[Task goal]: Go through the records below and report each line with "woman" in it.

Stored items from a collection:

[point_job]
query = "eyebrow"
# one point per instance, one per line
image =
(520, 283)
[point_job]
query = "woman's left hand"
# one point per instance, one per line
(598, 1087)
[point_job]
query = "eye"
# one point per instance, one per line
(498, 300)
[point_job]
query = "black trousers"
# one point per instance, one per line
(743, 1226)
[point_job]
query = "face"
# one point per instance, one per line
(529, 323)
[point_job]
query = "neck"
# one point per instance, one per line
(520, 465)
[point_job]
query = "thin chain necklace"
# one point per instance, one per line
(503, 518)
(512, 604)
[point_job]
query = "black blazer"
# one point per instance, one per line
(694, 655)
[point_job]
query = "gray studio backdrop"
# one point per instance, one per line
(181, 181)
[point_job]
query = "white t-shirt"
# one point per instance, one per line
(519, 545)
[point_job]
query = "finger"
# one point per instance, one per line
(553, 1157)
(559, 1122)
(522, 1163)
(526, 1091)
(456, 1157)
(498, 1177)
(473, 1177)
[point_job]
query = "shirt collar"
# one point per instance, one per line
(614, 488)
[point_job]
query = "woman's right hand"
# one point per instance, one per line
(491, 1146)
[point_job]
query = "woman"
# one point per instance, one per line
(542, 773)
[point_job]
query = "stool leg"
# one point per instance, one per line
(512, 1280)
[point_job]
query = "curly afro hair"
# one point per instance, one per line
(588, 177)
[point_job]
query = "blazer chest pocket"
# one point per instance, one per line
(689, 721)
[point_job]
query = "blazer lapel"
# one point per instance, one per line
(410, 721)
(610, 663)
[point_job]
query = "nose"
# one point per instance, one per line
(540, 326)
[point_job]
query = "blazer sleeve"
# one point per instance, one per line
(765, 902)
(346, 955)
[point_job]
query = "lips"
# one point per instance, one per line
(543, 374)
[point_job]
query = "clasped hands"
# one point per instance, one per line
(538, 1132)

[Output of the task]:
query = "woman's left hand"
query = "woman's right hand"
query = "woman"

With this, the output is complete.